▸ Exercise requirements
The records below need retyping in full; give them again exactly.
* start Supplied data *
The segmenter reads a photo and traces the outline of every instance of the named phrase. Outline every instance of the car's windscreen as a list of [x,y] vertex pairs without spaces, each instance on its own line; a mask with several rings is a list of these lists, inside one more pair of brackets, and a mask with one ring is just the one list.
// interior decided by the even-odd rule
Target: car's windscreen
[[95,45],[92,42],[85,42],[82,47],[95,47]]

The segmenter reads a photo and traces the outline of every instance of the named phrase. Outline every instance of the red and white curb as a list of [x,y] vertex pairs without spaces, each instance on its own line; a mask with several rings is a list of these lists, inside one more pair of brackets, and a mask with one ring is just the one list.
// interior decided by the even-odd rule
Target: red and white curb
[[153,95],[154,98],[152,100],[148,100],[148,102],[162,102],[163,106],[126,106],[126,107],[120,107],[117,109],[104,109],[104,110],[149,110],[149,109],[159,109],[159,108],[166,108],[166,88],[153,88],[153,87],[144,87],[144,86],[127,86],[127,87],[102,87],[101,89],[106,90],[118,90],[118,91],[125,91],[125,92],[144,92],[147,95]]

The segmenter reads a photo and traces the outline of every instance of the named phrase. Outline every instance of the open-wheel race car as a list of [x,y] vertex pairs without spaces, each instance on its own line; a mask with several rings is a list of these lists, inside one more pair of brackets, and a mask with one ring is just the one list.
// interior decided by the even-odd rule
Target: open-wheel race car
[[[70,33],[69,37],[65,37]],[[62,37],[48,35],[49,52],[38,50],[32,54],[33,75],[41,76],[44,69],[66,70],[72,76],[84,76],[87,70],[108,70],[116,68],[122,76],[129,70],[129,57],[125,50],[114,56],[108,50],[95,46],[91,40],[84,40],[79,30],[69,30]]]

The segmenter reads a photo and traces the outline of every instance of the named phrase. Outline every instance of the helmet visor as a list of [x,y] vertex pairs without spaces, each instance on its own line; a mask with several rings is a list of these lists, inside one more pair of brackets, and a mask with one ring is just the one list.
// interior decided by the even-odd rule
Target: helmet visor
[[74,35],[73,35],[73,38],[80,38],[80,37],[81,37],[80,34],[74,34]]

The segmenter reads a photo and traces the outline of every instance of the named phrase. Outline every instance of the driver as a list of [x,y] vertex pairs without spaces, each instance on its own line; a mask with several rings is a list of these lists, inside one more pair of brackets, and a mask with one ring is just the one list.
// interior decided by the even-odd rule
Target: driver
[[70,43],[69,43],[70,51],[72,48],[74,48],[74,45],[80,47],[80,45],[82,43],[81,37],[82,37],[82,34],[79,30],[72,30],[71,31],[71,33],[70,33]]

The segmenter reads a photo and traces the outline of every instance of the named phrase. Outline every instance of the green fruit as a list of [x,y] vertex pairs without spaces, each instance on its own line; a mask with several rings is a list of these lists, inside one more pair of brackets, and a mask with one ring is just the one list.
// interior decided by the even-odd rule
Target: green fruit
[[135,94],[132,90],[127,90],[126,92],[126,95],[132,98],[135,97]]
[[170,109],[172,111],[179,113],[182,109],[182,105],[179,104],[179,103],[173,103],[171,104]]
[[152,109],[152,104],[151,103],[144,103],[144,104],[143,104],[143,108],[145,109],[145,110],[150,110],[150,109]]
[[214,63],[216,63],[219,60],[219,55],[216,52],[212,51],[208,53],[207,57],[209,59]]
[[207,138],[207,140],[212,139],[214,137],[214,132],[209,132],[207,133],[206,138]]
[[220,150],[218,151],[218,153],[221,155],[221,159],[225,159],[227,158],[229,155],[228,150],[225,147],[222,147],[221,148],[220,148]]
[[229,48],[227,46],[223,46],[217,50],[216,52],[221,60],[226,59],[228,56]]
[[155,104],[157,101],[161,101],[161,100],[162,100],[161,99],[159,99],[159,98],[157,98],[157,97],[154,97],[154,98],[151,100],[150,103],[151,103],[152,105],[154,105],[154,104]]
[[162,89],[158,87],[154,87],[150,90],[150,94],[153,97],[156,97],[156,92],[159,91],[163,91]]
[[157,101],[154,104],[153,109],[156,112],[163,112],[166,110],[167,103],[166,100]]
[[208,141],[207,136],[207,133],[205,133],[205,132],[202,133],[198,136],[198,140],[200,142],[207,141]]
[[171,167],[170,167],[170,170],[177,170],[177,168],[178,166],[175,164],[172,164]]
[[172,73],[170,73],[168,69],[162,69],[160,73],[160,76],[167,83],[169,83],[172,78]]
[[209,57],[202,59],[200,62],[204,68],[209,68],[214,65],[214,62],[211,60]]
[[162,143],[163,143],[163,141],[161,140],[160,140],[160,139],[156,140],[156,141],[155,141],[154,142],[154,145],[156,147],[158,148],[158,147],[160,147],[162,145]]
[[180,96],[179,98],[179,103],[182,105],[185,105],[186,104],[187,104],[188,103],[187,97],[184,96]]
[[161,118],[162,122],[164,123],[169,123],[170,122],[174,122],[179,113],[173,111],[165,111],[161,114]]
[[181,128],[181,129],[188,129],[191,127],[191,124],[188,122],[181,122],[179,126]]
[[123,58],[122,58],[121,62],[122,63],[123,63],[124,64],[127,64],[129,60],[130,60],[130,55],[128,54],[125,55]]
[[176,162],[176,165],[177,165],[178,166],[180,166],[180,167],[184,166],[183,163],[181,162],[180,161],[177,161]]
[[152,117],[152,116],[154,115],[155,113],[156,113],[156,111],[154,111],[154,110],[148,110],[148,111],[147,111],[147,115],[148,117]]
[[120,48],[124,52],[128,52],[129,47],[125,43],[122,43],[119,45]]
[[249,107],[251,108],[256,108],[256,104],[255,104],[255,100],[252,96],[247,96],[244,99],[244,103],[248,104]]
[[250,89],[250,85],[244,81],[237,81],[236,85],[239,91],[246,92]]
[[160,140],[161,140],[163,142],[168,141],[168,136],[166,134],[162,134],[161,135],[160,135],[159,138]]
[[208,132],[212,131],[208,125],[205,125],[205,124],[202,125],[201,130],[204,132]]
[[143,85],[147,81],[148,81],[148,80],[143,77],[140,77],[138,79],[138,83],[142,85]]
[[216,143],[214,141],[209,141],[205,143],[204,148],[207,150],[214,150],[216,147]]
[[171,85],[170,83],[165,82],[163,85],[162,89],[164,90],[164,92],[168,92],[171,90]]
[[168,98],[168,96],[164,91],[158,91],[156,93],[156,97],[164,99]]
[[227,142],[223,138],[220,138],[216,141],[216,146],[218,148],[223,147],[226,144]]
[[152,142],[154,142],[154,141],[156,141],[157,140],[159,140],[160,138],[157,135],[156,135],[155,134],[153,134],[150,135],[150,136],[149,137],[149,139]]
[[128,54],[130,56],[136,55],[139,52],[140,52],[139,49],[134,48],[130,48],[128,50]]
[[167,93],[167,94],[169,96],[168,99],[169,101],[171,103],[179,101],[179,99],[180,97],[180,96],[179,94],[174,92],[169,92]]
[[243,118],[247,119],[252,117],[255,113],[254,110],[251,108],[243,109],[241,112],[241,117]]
* end Supplied data *
▸ Response
The segmenter reads a photo and traces the outline of every instance of the named phrase. Outline every instance of the car's windscreen as a list of [x,y] vertex pairs without spaces, each instance on its own line; a mask with several rings is a list of these lists, inside one more pair of brackets, and a mask with one ring is just the one list.
// interior decided by the even-odd rule
Target: car's windscreen
[[95,45],[92,42],[85,42],[82,47],[95,47]]

The segmenter reads a photo and traces the outline of every instance of the named phrase. Outline every instance of the red and white curb as a list of [x,y] vertex pairs without spaces, each instance on its own line; a mask with several rings is a list of these lists, inside one more pair of brackets, and a mask with one ring is just the one list.
// interior decided by the even-odd rule
Target: red and white curb
[[153,95],[154,98],[152,100],[148,100],[148,102],[162,102],[163,106],[126,106],[126,107],[120,107],[117,109],[104,109],[104,110],[149,110],[149,109],[159,109],[159,108],[166,108],[166,88],[153,88],[153,87],[144,87],[144,86],[127,86],[127,87],[102,87],[101,89],[106,90],[118,90],[118,91],[125,91],[125,92],[144,92],[147,95]]

The segmenter reads a photo and traces the outline of every instance of the named phrase. Outline every instance of the open-wheel race car as a list of [x,y] vertex pairs without spaces, each instance on its own line; a mask with several rings is a list of these lists, inside one more pair of brackets, and a mask with one ring is just the one list.
// interior decided by the even-odd rule
Target: open-wheel race car
[[[70,33],[69,37],[65,37]],[[62,37],[48,35],[49,52],[38,50],[32,54],[33,75],[41,76],[44,69],[66,70],[72,76],[84,76],[87,70],[108,70],[116,68],[122,76],[129,70],[129,57],[125,50],[114,56],[108,50],[95,46],[91,40],[84,40],[79,30],[69,30]]]

The segmenter reads a photo and traces the outline of every instance of the named phrase. Outline every instance of the helmet visor as a list of [x,y] vertex pairs without spaces, each instance on its own line; a mask with several rings is a list of these lists, inside one more pair of brackets, and a mask with one ring is just the one list.
// interior decided by the even-odd rule
Target: helmet visor
[[74,35],[73,35],[73,38],[80,38],[80,37],[81,37],[80,34],[74,34]]

The segmenter reads a photo and traces the outline of every instance of the named phrase. Outline every instance of the driver as a list of [x,y] vertex pairs without spaces, each instance on its own line; a mask with several rings is a list of these lists, inside one more pair of brackets, and a mask with one ring is just the one list.
// interior decided by the even-odd rule
Target: driver
[[70,43],[69,43],[70,51],[72,48],[74,48],[74,45],[80,47],[80,45],[82,43],[81,37],[82,37],[82,34],[79,30],[72,30],[71,31],[71,33],[70,33]]

The segmenter reads a photo and traces the outline of every instance of the named phrase. Outline every instance of the green fruit as a list of [x,y] vertex pairs without spaces, each instance on its own line; a mask with several rings is a list of these lists, inside one more pair of brackets, and a mask with one ring is just the one list.
// interior decided by the even-odd rule
Target: green fruit
[[135,94],[132,90],[127,90],[126,92],[126,95],[132,98],[135,97]]
[[170,109],[172,111],[179,113],[182,109],[182,105],[179,104],[179,103],[173,103],[171,104]]
[[152,109],[152,104],[151,103],[144,103],[144,104],[143,104],[143,108],[145,109],[145,110],[150,110],[150,109]]
[[214,63],[216,63],[219,60],[219,55],[216,52],[212,51],[208,53],[207,57],[209,59]]
[[207,138],[207,140],[212,139],[214,137],[214,132],[209,132],[207,133],[206,138]]
[[220,150],[218,151],[218,153],[221,155],[221,159],[225,159],[227,158],[229,155],[228,150],[225,147],[222,147],[221,148],[220,148]]
[[229,48],[227,46],[223,46],[217,50],[216,52],[221,60],[226,59],[228,56]]
[[155,104],[157,101],[161,101],[161,100],[162,100],[161,99],[159,99],[159,98],[157,98],[157,97],[154,97],[154,98],[151,100],[150,103],[151,103],[152,105],[154,105],[154,104]]
[[162,89],[158,87],[154,87],[150,90],[150,94],[153,97],[156,97],[156,92],[159,91],[163,91]]
[[157,101],[154,104],[153,109],[156,112],[163,112],[166,110],[167,103],[166,100]]
[[208,141],[207,136],[207,133],[205,133],[205,132],[202,133],[198,136],[198,140],[200,142],[207,141]]
[[171,167],[170,167],[170,170],[177,170],[177,168],[178,166],[175,164],[172,164]]
[[172,73],[170,73],[168,69],[162,69],[160,73],[160,76],[167,83],[169,83],[172,78]]
[[209,57],[202,59],[200,62],[204,68],[209,68],[214,65],[214,62],[211,60]]
[[162,143],[163,143],[163,141],[161,140],[160,140],[160,139],[156,140],[156,141],[155,141],[154,142],[154,145],[156,147],[158,148],[158,147],[160,147],[162,145]]
[[180,96],[179,98],[179,103],[182,105],[185,105],[186,104],[187,104],[188,103],[187,97],[184,96]]
[[161,118],[162,122],[164,123],[169,123],[170,122],[174,122],[179,113],[173,111],[165,111],[161,114]]
[[181,128],[181,129],[188,129],[191,127],[191,124],[188,122],[181,122],[179,126]]
[[123,58],[122,58],[121,62],[122,63],[123,63],[124,64],[127,64],[129,60],[130,60],[130,55],[128,54],[125,55]]
[[176,162],[176,165],[177,165],[178,166],[180,166],[180,167],[184,166],[183,163],[181,162],[180,161],[177,161]]
[[152,117],[152,116],[154,115],[155,113],[156,113],[156,111],[154,111],[154,110],[148,110],[148,111],[147,111],[147,115],[148,117]]
[[120,48],[124,52],[128,52],[129,47],[125,43],[122,43],[119,45]]
[[249,107],[251,108],[256,108],[256,104],[255,104],[255,100],[252,96],[247,96],[244,99],[244,103],[248,104]]
[[250,89],[250,85],[244,81],[237,81],[236,85],[239,91],[246,92]]
[[160,140],[161,140],[163,142],[168,141],[168,136],[166,134],[162,134],[161,135],[160,135],[159,138]]
[[208,132],[212,131],[208,125],[205,125],[205,124],[202,125],[201,130],[204,132]]
[[143,85],[147,81],[148,81],[148,80],[143,77],[140,77],[138,79],[138,83],[142,85]]
[[216,143],[214,141],[209,141],[205,143],[204,148],[207,150],[214,150],[216,147]]
[[171,85],[170,83],[165,82],[163,85],[162,89],[164,90],[164,92],[168,92],[171,90]]
[[168,98],[168,96],[164,91],[158,91],[156,93],[156,97],[164,99]]
[[227,142],[223,138],[220,138],[216,141],[216,146],[218,148],[223,147],[226,144]]
[[152,142],[154,142],[154,141],[156,141],[157,140],[159,140],[160,138],[157,135],[156,135],[155,134],[153,134],[150,135],[150,136],[149,137],[149,139]]
[[128,54],[130,56],[136,55],[139,52],[140,52],[139,49],[134,48],[130,48],[128,50]]
[[167,93],[167,94],[169,96],[168,99],[169,101],[171,103],[179,101],[179,99],[180,97],[180,96],[179,94],[174,92],[169,92]]
[[243,118],[247,119],[252,117],[255,113],[254,110],[251,108],[243,109],[241,112],[241,117]]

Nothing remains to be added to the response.